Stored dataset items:
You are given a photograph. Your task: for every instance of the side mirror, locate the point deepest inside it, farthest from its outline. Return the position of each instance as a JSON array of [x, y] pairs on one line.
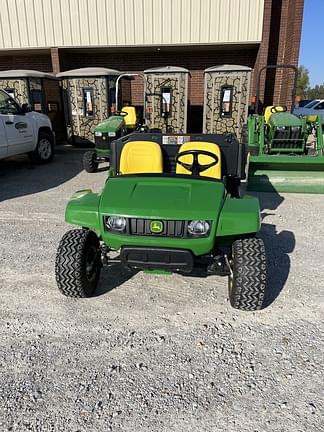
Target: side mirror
[[25, 108]]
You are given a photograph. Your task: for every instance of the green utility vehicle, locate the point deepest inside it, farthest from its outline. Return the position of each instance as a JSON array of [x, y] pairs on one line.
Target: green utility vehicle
[[120, 123], [286, 151], [171, 203]]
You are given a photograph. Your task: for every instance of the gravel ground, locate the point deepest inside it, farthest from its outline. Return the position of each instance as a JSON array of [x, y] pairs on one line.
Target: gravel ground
[[154, 353]]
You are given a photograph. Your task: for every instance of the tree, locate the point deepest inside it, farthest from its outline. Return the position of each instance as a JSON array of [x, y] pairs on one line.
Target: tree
[[316, 92], [302, 82]]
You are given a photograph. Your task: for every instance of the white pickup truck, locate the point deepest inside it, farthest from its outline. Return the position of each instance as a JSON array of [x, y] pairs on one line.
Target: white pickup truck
[[22, 131]]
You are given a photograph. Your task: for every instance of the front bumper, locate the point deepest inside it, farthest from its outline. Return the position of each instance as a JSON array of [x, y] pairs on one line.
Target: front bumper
[[176, 260]]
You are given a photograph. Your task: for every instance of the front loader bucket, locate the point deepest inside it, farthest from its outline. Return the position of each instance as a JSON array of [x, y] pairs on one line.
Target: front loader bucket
[[299, 174]]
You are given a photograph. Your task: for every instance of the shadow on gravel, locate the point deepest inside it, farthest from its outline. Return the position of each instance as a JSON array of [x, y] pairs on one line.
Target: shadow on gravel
[[111, 277], [20, 177], [278, 246]]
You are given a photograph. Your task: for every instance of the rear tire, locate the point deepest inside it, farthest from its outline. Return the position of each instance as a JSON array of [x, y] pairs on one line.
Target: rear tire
[[77, 265], [247, 283], [44, 151], [89, 162]]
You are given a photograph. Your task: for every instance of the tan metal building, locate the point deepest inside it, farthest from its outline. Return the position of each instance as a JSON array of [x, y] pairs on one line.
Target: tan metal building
[[133, 35]]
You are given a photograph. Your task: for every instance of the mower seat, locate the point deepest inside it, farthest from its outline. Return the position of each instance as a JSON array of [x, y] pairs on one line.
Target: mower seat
[[130, 120], [139, 157], [214, 171], [267, 112]]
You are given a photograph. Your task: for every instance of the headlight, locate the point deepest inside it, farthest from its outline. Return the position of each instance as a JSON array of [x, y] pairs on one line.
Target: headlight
[[198, 228], [115, 223]]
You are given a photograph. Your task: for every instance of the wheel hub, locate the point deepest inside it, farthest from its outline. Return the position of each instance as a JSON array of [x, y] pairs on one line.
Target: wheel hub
[[44, 149]]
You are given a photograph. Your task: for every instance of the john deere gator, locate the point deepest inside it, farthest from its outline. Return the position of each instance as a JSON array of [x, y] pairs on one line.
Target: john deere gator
[[286, 152]]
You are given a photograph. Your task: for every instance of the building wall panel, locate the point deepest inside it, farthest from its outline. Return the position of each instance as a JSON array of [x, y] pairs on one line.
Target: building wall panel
[[81, 23]]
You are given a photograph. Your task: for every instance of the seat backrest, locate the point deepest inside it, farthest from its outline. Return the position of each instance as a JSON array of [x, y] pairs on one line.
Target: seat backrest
[[214, 171], [130, 119], [267, 112], [139, 157]]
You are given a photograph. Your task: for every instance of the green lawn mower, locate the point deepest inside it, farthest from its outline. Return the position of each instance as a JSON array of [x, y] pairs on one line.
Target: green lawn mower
[[171, 203], [286, 152]]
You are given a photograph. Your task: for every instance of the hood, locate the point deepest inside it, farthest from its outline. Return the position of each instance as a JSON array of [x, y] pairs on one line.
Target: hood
[[41, 119], [111, 124], [284, 119], [162, 197]]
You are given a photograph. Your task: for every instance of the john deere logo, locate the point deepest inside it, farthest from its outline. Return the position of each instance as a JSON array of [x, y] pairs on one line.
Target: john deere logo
[[156, 227]]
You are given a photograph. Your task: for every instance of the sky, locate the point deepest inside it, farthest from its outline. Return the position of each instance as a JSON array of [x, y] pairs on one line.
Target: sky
[[312, 41]]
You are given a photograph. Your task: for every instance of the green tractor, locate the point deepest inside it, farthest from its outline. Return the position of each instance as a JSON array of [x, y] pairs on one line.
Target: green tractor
[[286, 152], [120, 123], [171, 203], [117, 125]]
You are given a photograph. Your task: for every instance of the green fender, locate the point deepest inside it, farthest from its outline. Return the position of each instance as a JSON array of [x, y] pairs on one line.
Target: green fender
[[239, 216], [82, 210]]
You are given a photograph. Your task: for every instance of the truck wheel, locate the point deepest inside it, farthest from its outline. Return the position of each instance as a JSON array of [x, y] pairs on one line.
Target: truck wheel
[[44, 151], [77, 265], [89, 162], [247, 283]]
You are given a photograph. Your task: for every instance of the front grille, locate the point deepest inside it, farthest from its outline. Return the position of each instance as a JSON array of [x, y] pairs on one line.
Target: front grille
[[171, 228], [104, 141], [287, 145]]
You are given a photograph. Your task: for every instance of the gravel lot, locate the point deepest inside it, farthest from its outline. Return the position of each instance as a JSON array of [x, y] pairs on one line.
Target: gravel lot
[[154, 353]]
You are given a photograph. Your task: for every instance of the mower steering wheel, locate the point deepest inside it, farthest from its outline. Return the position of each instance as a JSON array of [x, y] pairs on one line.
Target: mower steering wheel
[[121, 113], [196, 168], [279, 108]]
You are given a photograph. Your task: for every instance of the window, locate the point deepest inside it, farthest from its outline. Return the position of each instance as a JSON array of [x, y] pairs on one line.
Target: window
[[319, 106], [37, 100], [88, 105], [11, 92], [7, 104], [226, 101], [310, 104], [166, 96]]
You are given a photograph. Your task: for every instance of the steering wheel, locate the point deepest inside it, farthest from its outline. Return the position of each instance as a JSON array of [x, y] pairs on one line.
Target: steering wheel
[[279, 108], [195, 167]]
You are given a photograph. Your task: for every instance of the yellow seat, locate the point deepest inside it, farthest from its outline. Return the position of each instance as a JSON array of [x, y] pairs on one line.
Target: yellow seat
[[267, 112], [214, 171], [130, 120], [139, 157]]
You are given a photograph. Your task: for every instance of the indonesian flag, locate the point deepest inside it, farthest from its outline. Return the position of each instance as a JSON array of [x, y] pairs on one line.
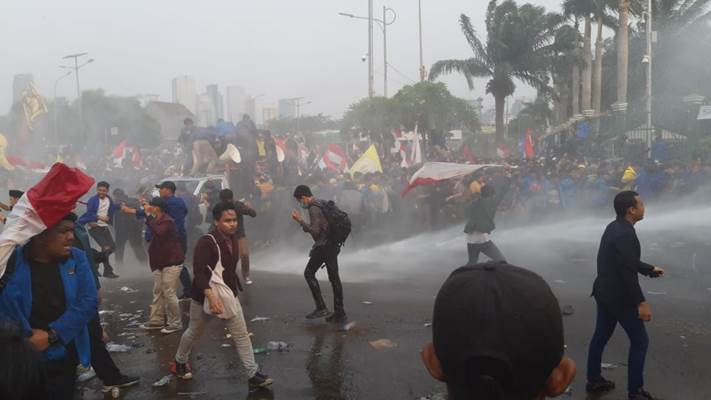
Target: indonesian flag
[[433, 172], [231, 153], [281, 149], [119, 153], [503, 151], [42, 207], [334, 159], [528, 149]]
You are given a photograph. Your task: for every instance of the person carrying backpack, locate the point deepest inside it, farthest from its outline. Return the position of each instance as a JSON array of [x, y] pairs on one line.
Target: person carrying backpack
[[329, 227]]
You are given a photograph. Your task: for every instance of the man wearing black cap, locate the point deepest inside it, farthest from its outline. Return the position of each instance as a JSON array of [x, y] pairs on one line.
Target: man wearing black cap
[[14, 198], [619, 297], [497, 334], [176, 208], [323, 252]]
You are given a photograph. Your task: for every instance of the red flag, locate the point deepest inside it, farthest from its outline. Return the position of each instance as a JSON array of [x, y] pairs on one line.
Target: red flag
[[468, 154], [528, 144], [334, 159]]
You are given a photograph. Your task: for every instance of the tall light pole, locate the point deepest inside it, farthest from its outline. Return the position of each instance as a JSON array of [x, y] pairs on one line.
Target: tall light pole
[[648, 60], [371, 78], [54, 105], [76, 68], [384, 25], [422, 62]]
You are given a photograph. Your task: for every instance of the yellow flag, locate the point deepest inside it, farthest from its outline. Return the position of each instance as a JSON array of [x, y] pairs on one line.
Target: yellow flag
[[4, 163], [32, 104], [368, 162]]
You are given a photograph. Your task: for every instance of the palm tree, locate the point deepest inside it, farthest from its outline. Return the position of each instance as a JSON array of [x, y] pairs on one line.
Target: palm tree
[[623, 48], [583, 9], [519, 44]]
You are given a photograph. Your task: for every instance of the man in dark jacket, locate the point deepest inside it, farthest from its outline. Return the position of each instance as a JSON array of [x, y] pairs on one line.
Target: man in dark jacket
[[322, 252], [166, 258], [226, 195], [98, 217], [218, 249], [480, 224], [619, 297], [128, 229]]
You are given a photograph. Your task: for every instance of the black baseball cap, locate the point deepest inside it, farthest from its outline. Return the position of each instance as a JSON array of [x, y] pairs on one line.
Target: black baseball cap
[[158, 202], [498, 321], [167, 185]]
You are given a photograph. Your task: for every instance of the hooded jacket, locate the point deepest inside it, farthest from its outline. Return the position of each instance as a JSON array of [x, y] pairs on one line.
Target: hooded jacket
[[81, 303]]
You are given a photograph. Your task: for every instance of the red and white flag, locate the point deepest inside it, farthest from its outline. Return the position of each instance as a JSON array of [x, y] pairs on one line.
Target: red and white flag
[[433, 172], [42, 207], [334, 159]]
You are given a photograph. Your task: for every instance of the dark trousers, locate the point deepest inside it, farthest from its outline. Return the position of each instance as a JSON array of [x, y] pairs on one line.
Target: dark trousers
[[607, 320], [133, 238], [319, 257], [489, 249], [62, 376], [185, 279], [101, 360], [102, 236]]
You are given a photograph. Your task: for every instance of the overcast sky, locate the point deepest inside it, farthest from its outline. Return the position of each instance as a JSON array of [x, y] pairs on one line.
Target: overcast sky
[[275, 48]]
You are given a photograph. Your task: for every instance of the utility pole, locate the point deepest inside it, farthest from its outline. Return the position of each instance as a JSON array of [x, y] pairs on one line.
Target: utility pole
[[76, 68], [371, 79], [422, 62], [54, 106], [648, 58]]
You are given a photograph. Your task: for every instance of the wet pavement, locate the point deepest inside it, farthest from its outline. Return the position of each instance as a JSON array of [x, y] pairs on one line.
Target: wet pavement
[[389, 295]]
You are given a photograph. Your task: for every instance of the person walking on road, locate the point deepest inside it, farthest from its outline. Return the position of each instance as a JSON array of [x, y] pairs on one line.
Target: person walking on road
[[166, 259], [214, 253], [619, 297], [323, 252]]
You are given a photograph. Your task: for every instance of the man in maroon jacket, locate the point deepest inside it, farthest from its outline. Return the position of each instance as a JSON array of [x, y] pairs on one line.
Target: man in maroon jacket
[[166, 258], [221, 245]]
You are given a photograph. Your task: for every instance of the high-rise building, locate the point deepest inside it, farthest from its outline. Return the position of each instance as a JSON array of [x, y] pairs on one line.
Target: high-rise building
[[214, 92], [269, 113], [236, 98], [19, 83], [185, 93], [207, 115], [287, 108], [250, 108]]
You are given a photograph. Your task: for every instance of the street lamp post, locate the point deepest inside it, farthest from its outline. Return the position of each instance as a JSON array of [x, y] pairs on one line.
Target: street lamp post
[[422, 62], [54, 105], [384, 25], [648, 60], [76, 68]]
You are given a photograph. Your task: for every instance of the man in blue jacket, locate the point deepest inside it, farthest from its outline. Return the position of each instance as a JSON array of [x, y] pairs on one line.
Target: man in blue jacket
[[48, 289], [98, 217], [619, 297]]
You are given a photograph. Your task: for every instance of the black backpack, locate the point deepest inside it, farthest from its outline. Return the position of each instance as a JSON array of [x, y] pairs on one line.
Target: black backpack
[[339, 224]]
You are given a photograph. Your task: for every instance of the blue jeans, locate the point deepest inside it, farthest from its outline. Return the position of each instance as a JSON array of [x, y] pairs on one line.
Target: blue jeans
[[607, 320]]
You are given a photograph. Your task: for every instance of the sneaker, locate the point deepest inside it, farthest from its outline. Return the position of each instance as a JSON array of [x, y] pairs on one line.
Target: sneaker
[[259, 380], [601, 386], [337, 317], [151, 326], [169, 329], [318, 313], [641, 395], [110, 275], [122, 382], [182, 371]]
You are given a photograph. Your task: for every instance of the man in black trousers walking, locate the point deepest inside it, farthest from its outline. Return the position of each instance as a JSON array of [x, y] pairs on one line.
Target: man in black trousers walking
[[619, 297]]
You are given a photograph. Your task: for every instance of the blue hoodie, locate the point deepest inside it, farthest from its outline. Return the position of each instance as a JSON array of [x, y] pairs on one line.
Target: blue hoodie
[[92, 208], [81, 303]]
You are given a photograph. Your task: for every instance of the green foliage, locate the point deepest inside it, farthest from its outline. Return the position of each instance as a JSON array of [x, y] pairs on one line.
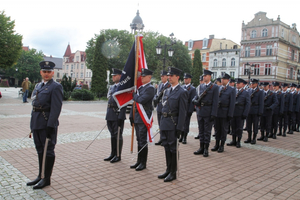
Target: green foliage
[[197, 69], [100, 65], [82, 94], [10, 42], [27, 65]]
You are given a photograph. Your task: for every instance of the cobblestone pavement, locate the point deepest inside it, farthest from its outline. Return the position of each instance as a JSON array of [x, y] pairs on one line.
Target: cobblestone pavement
[[263, 171]]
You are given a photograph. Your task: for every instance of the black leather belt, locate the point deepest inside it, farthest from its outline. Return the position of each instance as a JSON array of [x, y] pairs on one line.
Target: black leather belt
[[164, 114], [35, 109]]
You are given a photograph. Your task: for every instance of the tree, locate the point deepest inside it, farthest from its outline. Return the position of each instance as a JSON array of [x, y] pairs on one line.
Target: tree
[[27, 65], [100, 65], [197, 69], [10, 42]]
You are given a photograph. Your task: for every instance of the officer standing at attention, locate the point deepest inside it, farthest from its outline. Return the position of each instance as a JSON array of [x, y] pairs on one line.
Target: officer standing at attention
[[190, 106], [46, 107], [288, 107], [278, 111], [241, 110], [144, 97], [115, 119], [225, 112], [270, 103], [197, 93], [172, 122], [207, 100], [295, 110], [256, 110], [158, 97]]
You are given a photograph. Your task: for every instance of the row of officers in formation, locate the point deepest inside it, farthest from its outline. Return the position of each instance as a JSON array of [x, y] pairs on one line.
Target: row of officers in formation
[[217, 104], [225, 105]]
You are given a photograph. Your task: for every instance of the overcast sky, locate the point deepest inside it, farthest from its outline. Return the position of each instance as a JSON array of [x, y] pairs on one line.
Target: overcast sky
[[50, 25]]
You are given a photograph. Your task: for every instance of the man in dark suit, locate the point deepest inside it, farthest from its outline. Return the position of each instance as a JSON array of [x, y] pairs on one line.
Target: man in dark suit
[[241, 110], [288, 108], [158, 97], [172, 122], [46, 107], [206, 100], [197, 92], [143, 98], [190, 106], [270, 103], [115, 119], [256, 110], [295, 110], [225, 112], [278, 111]]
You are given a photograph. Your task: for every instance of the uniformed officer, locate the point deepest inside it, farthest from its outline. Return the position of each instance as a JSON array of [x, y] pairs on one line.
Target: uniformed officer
[[295, 110], [172, 122], [270, 103], [278, 111], [46, 107], [190, 106], [115, 119], [198, 89], [256, 110], [241, 110], [288, 107], [206, 100], [225, 112], [143, 97], [158, 96]]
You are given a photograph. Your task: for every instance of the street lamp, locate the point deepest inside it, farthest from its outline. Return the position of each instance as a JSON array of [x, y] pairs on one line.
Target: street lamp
[[249, 69], [164, 47]]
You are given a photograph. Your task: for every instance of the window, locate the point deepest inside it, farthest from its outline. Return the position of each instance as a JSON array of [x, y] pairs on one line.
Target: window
[[247, 52], [269, 50], [264, 32], [205, 42], [257, 50], [223, 62], [291, 73], [267, 69], [256, 69], [232, 62], [215, 62], [253, 34], [204, 57]]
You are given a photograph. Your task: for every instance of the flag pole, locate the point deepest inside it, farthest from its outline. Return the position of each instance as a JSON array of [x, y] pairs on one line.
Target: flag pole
[[135, 83]]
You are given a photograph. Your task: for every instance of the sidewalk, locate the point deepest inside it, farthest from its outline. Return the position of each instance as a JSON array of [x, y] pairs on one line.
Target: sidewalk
[[263, 171]]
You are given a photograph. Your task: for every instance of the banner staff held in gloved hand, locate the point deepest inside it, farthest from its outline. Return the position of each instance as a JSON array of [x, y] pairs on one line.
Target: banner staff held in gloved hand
[[46, 107]]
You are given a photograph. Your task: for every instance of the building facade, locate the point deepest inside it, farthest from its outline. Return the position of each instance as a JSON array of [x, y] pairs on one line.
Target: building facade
[[224, 60], [208, 45], [74, 66], [272, 47]]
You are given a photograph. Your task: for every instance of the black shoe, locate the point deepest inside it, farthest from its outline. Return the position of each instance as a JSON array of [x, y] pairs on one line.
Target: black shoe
[[115, 159], [42, 183], [159, 142], [171, 176]]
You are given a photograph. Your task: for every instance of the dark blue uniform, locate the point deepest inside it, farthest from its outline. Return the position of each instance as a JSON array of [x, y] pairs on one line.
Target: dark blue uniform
[[144, 96], [225, 113], [256, 110], [115, 118], [278, 111], [190, 109], [241, 110], [270, 103]]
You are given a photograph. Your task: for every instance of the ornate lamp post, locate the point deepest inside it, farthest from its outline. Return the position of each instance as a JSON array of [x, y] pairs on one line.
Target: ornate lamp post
[[164, 47]]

> **Short task**: Your task is to return, exactly and on their own, the lines from the one containing "the dark blue" through the last line of the listing.

> **Expected output**:
You are given a photograph. Your task: for every instance of the dark blue uniform, locate the point deepest inside it, farthest from its outline. Return the position of each instance as a JSON array of [x, y] pairs on one line.
Target: dark blue uniform
[[144, 96], [225, 113], [256, 110], [115, 118], [278, 111], [190, 109], [241, 110], [270, 103]]
You are given a photograph. Your task: for every instance of the ornate lamp post, locate the point deepest inside it, farthest from its outline. Return the position of each instance as a JSON array of [x, y] pairs on one line.
Target: ornate lamp post
[[164, 47]]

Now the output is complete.